An exact copy of every record below is needed, with all pictures removed.

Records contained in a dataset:
....................
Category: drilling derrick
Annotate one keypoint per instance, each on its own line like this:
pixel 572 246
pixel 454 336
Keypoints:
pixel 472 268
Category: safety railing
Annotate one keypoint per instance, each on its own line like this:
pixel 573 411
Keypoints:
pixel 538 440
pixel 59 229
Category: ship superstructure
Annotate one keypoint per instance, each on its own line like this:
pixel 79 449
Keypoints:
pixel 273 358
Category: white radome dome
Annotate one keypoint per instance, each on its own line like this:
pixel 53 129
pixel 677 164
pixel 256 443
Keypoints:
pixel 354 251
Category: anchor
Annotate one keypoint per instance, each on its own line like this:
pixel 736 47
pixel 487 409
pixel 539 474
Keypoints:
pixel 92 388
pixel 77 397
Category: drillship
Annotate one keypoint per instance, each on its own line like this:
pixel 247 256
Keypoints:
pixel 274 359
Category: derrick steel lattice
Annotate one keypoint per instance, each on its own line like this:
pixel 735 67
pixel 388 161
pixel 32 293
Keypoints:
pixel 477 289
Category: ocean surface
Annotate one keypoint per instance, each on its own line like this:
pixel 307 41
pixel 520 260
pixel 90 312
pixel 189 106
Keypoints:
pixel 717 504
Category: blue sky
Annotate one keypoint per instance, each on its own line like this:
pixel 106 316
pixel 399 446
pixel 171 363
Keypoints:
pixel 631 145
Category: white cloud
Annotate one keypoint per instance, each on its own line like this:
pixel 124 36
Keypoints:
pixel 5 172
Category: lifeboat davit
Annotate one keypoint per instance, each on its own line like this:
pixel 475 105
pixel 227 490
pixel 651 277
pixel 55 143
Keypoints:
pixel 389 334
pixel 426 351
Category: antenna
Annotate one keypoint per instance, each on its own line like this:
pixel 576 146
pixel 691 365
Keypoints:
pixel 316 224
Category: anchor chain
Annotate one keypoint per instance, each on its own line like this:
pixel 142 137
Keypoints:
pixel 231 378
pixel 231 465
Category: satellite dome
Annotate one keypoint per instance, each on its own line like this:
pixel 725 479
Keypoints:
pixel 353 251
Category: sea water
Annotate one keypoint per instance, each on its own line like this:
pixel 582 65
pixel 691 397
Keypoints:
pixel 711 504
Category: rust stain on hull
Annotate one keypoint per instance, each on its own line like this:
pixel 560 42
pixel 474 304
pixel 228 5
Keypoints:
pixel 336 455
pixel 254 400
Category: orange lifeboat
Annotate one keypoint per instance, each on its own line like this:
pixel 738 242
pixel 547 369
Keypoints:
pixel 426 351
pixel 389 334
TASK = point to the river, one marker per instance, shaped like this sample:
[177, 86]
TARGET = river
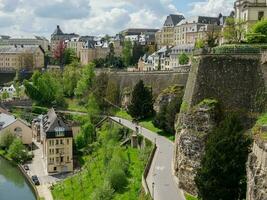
....................
• **Output**:
Category: drilling derrick
Annotate one keypoint per instance, each on its own line like this:
pixel 572 246
pixel 454 336
Keypoints:
pixel 472 268
Category: safety railing
Annotate one keypoint per instance, each on its own line like this:
pixel 573 411
Keypoints:
pixel 538 440
pixel 59 229
Category: ship superstructure
Annotate one keypoint per instance, each on its own line like this:
pixel 79 449
Keypoints:
pixel 273 358
Category: white radome dome
Annotate one keypoint per instance, each on its own line like this:
pixel 53 129
pixel 677 164
pixel 256 443
Keypoints:
pixel 354 251
Category: anchor
Annotate one keypoint per instance, each on its own line like this:
pixel 736 47
pixel 487 409
pixel 539 474
Keypoints:
pixel 92 388
pixel 77 397
Category: drillship
Annotate one keypoint per instance, each on its own line like this:
pixel 247 256
Keypoints:
pixel 274 359
Category: derrick steel lattice
Annotate one keypoint per instance, each on its own line like this:
pixel 735 67
pixel 388 161
pixel 32 293
Keypoints:
pixel 477 289
Category: ocean surface
Annotate one keypoint per instance, each on its own line like this:
pixel 307 41
pixel 520 260
pixel 90 312
pixel 189 106
Keypoints:
pixel 717 504
Category: blue sky
Annotate one keypoint per instance, each on its own line like this:
pixel 106 316
pixel 399 446
pixel 171 363
Keypoints:
pixel 631 145
Category: white cloud
Annotate one keypoint per instance, each on its own line like this:
pixel 124 36
Keypoints:
pixel 5 172
Category: lifeboat davit
Annotate one keypoint per instance, each on its own line like this:
pixel 475 105
pixel 227 490
pixel 651 277
pixel 55 143
Keypoints:
pixel 389 334
pixel 426 351
Category: antenna
Annotate one keypoint per instance, each on its own line like this:
pixel 576 146
pixel 691 365
Keypoints:
pixel 316 224
Category: anchor chain
Annotate one keypoint per instance, each on its own line like this:
pixel 142 137
Keypoints:
pixel 231 378
pixel 231 465
Category: satellite dome
Annotate one keypoint per instance, each on its own line like this:
pixel 725 479
Keypoints:
pixel 353 251
Category: sea water
Annotate one keypoint per instance, each on its own line like this:
pixel 582 65
pixel 691 397
Keypoints:
pixel 711 504
Category: rust stain on hull
Annotate one keypoint per instance, each on its own line like this:
pixel 560 42
pixel 474 304
pixel 228 5
Keypoints:
pixel 336 455
pixel 254 400
Category: orange lifeboat
Annotate one keypoint per instance, each on its own line like this:
pixel 738 242
pixel 547 369
Keypoints:
pixel 426 351
pixel 389 334
TASK = point to the river, one marker per instance, shaped like this sample:
[177, 86]
TARGET = river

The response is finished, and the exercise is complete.